**Do zrobienia:** Dopisz dalszy ciąg tekstu o przedłużeniu godziny policyjnej w Holandii, zaczynając po jego ostatnim zdaniu.

**Fragment strony:**
___
Holenderski rząd przedłuża do 3 marca godzinę policyjną, tłumacząc ten ruch koniecznością spowolnienia rozprzestrzeniania się brytyjskiego wariantu koronawirusa - poinformował w poniedziałek minister sprawiedliwości Ferd Grapperhaus.

Godzina policyjna wprowadzona została w Holandii 23 stycznia, po raz pierwszy od czasów II wojny światowej. Spowodowała wielodniowe protesty przeciwników lockdownu w całym kraju.

Minister potwierdził, że decyzja o przedłużeniu godziny policyjnej obowiązującej do środy, została podjęta przy współpracy z rządowymi ekspertami, którzy "ostrzegli" rząd przed bardziej zaraźliwym wariantem koronawirusa.

Godzina policyjna obowiązuje w kraju od godziny 21 do godziny 4.30.

Średnia z 7 dni nowych zakażeń w Holandii spadła w ciągu ostatnich dwóch tygodni z 30,68 nowych przypadków na 100 tys. osób 24 stycznia do 23,05 nowych przypadków na 100 tys. 7 lutego.
___
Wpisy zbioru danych
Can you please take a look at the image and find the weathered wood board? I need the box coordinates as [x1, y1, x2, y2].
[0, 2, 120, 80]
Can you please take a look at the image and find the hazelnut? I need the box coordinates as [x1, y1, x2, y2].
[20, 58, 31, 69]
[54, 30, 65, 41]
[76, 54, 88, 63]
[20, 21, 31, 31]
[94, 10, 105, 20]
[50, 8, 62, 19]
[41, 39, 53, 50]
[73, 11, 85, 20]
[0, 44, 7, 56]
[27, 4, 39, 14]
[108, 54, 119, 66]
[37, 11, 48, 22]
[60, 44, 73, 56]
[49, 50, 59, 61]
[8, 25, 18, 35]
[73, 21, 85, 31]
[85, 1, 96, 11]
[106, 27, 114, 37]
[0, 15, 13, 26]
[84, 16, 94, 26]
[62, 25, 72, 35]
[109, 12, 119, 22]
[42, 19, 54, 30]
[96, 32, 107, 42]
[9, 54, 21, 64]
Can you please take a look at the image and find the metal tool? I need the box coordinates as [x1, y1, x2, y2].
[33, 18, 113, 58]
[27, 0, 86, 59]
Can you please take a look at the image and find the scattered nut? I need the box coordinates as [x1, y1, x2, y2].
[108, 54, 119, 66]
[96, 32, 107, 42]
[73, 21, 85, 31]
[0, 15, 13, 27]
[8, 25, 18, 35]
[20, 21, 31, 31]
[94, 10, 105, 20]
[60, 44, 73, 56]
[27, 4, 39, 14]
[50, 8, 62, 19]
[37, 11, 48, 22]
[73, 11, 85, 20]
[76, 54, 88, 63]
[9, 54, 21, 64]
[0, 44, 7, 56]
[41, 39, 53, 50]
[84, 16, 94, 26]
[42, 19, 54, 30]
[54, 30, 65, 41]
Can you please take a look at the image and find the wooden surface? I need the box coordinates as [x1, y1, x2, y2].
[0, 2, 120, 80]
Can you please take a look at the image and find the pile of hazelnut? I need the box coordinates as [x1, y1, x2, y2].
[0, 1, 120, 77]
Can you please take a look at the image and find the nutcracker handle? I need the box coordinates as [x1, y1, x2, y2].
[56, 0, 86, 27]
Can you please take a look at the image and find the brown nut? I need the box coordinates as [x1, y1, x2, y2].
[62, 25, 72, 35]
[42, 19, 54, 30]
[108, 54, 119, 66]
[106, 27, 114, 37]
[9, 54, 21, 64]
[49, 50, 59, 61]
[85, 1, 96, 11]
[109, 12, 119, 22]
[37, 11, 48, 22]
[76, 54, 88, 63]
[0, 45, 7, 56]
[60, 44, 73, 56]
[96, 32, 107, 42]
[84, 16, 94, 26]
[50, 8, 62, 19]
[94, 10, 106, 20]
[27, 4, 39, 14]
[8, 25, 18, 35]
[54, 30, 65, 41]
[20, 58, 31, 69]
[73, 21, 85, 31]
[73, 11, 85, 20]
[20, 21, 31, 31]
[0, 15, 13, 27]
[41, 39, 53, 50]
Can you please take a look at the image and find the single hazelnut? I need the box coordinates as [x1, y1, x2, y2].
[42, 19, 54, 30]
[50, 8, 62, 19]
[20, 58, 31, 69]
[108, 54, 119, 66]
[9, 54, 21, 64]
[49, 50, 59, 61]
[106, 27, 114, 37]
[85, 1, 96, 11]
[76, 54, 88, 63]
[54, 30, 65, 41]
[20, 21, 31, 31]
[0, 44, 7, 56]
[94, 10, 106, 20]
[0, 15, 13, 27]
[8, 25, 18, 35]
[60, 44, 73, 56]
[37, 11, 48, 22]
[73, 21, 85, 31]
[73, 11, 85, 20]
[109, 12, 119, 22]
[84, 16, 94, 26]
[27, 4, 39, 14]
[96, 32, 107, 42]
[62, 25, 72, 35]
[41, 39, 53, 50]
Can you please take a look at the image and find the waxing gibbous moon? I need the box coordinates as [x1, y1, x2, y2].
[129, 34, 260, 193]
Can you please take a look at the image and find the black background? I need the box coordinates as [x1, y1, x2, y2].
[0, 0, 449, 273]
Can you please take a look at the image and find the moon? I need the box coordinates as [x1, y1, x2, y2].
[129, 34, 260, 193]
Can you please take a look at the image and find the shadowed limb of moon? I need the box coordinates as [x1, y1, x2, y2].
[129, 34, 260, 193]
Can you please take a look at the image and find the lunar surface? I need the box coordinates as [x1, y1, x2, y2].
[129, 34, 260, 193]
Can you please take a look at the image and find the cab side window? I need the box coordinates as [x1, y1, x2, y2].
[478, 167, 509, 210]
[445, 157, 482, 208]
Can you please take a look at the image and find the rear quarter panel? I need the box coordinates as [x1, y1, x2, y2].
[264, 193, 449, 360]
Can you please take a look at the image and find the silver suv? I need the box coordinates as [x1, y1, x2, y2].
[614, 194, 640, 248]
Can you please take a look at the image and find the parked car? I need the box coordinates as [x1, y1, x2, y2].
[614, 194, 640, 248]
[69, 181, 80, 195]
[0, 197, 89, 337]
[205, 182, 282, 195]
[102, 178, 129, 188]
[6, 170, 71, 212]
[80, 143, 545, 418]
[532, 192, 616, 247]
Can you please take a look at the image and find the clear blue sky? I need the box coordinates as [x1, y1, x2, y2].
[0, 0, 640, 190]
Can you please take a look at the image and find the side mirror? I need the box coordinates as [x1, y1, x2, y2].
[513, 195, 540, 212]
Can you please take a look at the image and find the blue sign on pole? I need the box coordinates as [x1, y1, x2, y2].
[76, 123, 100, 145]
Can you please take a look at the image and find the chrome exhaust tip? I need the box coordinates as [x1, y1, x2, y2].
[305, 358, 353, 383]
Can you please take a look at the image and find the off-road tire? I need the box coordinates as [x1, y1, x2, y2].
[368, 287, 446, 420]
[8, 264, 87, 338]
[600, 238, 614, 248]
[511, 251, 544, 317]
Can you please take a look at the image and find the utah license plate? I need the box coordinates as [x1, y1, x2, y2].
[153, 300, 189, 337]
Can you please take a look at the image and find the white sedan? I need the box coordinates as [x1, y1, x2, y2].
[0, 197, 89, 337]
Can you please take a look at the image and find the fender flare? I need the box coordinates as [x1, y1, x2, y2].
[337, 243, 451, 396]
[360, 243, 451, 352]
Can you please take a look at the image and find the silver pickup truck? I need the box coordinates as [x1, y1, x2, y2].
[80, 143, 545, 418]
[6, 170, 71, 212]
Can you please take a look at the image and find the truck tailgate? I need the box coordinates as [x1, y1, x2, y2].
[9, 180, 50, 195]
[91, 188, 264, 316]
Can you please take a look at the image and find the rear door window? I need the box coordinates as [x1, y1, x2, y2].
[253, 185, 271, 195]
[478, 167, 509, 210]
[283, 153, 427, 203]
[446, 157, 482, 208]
___
**Oczekiwana odpowiedź:**
Narodowy Instytut Zdrowia Publicznego (RIVM) wielokrotnie ostrzegał, że bardziej zakaźny wariant (brytyjski) rozprzestrzenia się szybciej i może doprowadzić do wzrostu liczby zakażeń i hospitalizacji.

W miniony wtorek premier Holandii Mark Rutte poinformował o przedłużeniu do 2 marca wprowadzonego w połowie grudnia lockdownu z uwagi na brytyjski wariant koronawirusa i ryzyko trzeciej fali pandemii.

Zapowiedziano wtedy też poluzowanie niektórych obostrzeń. Od 8 lutego otwarto szkoły podstawowe (szkoły średnie pozostaną zamknięte co najmniej do 1 marca). Sklepy będą nadal zamknięte, wprowadzona zostanie jednak możliwość odbioru zamówionych przez internet produktów.